[[ Excerpted data, beginning ]]

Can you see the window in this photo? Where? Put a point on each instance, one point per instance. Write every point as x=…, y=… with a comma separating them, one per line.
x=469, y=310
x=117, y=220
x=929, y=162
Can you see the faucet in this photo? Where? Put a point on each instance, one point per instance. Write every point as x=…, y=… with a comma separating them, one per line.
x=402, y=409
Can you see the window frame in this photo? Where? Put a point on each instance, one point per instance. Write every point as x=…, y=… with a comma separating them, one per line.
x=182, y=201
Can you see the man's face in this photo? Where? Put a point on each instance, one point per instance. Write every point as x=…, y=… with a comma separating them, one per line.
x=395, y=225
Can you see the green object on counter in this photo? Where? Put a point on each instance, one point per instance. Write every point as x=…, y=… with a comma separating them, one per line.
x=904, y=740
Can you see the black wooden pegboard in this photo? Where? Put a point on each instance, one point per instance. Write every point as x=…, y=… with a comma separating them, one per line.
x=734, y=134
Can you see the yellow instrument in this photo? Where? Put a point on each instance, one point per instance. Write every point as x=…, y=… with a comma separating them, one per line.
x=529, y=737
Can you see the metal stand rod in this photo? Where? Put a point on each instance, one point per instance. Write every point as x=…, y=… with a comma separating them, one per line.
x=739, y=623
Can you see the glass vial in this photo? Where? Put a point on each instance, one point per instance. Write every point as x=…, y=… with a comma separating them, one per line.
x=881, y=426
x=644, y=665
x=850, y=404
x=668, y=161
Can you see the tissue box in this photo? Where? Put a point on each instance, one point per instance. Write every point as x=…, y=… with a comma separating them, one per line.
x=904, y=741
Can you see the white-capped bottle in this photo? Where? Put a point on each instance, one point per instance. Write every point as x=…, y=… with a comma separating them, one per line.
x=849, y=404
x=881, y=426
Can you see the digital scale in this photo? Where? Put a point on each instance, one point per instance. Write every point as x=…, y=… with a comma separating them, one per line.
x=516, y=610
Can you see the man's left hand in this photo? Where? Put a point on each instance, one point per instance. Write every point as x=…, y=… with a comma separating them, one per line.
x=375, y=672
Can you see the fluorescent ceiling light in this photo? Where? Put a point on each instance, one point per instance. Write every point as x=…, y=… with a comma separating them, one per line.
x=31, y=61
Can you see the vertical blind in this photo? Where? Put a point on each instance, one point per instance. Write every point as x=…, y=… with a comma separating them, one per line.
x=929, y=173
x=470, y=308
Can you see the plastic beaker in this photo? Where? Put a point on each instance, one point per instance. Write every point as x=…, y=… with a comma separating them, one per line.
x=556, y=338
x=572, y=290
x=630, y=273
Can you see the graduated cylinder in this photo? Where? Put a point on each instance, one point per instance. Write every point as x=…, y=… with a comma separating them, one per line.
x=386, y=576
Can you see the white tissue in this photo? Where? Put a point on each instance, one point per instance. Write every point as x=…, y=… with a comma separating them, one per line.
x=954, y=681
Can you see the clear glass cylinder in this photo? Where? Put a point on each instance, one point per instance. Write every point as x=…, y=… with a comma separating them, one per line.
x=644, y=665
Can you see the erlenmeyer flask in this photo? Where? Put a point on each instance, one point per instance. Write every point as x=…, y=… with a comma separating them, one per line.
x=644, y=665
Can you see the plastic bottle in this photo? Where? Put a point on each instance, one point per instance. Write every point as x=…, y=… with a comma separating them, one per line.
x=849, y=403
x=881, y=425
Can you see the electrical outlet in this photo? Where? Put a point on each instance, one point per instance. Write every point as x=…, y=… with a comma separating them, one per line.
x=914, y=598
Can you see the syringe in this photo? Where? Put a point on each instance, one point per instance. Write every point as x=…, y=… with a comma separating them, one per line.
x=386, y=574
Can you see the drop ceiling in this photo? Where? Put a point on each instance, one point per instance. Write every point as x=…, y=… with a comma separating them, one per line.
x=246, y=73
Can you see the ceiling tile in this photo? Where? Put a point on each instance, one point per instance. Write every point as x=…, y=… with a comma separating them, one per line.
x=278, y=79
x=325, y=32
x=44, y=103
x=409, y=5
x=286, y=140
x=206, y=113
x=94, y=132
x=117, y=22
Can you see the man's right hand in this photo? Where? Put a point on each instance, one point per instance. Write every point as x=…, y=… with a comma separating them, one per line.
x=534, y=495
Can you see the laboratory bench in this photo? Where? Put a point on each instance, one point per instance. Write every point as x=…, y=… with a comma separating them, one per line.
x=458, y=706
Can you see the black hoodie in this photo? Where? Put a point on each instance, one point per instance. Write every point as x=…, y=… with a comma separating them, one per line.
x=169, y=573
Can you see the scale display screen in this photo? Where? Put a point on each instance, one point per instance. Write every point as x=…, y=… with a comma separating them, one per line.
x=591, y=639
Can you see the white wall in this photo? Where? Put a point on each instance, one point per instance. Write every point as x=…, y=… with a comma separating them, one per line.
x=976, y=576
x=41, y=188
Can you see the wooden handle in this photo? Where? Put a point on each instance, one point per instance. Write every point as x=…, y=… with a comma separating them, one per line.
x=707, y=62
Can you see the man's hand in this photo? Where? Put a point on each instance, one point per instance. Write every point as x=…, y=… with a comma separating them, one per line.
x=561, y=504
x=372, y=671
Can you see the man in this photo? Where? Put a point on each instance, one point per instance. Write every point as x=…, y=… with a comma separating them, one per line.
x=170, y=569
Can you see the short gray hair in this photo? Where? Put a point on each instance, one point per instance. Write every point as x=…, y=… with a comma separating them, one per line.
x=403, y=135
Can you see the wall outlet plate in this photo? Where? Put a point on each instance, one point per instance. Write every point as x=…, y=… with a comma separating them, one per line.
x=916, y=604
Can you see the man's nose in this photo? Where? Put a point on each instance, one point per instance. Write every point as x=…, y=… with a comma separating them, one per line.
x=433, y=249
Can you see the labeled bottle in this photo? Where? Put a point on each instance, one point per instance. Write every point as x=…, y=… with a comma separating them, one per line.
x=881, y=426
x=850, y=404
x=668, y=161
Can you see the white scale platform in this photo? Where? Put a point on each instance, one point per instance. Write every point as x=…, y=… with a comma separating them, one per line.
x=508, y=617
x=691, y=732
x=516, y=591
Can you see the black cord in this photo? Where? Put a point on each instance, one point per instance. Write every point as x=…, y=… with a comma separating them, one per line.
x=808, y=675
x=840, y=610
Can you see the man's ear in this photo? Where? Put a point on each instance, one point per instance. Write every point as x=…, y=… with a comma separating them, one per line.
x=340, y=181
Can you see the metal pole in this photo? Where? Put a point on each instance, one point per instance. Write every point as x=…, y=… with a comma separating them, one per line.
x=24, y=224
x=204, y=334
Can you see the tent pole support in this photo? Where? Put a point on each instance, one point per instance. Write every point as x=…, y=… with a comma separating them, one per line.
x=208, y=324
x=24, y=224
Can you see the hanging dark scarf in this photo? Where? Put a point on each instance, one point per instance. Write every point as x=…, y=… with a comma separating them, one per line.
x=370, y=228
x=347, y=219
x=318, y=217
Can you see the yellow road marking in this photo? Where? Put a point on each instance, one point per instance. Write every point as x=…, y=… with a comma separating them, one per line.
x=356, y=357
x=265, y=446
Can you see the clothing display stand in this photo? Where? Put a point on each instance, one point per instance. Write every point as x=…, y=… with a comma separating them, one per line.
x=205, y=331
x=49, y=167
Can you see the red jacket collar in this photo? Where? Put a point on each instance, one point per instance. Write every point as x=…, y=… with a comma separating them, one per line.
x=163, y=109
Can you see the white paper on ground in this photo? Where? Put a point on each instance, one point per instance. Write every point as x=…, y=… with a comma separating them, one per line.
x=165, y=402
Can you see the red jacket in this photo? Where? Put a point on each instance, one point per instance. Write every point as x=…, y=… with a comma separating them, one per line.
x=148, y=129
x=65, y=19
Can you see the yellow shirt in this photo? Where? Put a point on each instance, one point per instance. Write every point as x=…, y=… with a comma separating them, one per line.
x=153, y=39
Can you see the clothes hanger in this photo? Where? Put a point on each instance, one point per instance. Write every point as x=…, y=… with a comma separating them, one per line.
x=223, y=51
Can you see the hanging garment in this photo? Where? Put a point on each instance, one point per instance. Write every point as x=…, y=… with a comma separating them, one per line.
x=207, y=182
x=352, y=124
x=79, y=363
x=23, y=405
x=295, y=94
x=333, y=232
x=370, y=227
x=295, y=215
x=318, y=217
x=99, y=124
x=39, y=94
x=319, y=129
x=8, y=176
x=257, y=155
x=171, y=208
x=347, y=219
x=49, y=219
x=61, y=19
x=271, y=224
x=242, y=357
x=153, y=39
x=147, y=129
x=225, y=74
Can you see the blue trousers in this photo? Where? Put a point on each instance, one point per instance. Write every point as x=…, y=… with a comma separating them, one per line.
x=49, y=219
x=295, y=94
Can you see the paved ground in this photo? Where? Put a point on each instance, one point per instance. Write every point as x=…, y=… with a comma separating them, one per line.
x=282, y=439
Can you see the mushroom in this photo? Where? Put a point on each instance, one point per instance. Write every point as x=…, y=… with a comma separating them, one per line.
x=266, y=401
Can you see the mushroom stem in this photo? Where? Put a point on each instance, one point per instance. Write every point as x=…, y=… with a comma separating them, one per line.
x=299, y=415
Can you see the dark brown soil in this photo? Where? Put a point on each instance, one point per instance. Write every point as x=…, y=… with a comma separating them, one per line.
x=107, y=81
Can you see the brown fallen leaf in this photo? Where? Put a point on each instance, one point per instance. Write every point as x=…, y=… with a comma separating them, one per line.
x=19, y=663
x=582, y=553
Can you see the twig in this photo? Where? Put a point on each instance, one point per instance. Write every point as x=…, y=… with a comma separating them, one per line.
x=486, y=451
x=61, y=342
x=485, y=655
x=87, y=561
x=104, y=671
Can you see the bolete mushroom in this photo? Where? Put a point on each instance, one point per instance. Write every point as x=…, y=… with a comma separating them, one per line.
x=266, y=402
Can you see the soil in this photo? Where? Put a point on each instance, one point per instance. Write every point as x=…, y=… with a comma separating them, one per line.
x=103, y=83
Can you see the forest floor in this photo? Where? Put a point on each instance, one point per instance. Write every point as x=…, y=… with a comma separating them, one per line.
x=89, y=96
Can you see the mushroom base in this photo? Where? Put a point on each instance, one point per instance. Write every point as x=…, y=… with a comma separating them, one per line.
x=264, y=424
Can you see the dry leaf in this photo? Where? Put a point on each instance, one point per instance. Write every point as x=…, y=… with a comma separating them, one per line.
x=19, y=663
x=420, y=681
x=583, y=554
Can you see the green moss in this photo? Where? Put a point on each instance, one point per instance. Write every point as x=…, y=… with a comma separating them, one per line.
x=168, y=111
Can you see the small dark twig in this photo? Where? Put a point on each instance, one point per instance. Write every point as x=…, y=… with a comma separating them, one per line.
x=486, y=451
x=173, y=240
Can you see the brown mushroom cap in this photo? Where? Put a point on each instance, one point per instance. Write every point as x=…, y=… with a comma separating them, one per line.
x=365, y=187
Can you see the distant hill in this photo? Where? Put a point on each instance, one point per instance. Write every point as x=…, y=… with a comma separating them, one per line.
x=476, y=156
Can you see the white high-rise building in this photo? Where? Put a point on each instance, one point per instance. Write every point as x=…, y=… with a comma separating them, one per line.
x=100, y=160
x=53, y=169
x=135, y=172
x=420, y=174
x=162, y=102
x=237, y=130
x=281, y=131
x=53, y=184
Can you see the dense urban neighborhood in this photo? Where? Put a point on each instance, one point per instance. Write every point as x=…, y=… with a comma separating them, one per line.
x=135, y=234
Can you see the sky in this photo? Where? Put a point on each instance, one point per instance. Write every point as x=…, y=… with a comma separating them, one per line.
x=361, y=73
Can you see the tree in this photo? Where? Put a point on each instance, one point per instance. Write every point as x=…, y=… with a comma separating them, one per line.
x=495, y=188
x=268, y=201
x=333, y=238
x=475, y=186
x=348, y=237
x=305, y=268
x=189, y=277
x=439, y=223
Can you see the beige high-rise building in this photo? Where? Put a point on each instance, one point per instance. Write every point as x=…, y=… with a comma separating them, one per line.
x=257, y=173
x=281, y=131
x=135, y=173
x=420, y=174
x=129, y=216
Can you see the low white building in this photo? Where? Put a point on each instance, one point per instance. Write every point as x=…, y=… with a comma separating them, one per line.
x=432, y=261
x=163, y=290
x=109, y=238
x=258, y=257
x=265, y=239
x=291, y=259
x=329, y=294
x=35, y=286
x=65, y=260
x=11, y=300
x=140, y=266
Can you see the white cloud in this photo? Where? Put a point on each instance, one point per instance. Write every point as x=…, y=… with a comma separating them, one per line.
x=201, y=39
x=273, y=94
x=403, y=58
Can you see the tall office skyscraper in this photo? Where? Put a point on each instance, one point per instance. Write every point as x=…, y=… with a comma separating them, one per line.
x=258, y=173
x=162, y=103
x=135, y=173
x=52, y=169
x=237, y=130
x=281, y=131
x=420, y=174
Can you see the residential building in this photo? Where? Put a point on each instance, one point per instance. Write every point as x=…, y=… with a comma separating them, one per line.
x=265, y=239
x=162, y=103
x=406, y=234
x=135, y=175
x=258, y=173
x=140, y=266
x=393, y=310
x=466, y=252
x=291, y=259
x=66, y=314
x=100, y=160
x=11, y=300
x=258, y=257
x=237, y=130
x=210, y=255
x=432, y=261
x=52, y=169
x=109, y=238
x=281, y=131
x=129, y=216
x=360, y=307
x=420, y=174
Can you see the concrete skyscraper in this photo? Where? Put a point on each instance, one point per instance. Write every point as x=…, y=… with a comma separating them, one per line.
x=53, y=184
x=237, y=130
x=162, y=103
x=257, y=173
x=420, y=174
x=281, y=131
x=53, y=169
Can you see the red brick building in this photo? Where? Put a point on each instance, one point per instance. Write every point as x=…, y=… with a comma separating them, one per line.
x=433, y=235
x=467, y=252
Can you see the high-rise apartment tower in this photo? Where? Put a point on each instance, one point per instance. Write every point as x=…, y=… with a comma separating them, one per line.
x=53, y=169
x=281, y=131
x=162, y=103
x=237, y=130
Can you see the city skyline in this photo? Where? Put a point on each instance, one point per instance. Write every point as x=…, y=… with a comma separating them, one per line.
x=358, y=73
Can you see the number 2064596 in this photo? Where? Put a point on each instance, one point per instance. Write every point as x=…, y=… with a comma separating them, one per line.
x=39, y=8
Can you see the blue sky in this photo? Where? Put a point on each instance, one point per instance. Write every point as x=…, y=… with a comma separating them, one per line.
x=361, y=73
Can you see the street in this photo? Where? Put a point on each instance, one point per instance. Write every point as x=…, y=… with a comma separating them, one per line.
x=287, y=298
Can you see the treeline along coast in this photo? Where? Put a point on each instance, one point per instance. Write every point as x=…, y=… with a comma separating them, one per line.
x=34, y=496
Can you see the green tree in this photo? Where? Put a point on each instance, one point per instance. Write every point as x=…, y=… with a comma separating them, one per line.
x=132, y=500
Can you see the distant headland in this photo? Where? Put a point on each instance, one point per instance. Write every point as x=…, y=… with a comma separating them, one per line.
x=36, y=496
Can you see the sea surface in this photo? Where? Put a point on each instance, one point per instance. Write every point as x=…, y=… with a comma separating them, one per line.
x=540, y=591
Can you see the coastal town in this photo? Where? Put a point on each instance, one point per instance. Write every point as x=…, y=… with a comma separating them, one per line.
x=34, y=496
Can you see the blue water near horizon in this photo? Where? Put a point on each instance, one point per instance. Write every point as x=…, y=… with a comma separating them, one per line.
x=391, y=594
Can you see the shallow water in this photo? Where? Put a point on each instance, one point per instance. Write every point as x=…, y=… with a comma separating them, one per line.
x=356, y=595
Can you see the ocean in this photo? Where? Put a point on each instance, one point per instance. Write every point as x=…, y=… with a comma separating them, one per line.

[[ Excerpted data, end ]]

Task instructions ▸ Your output should consist only of the lines from the one containing "Can you see the shallow" to the end of the records above, each retyped exactly.

Result of the exercise ▸
Can you see the shallow water in this photo? Where? Put a point on each instance, one point per instance. Write every point as x=…, y=… with a comma separating them, one per line.
x=356, y=595
Can you see the ocean in this photo? Where? Put a point on each instance, one point per instance. Write every point as x=…, y=… with a comma separating them, one per line.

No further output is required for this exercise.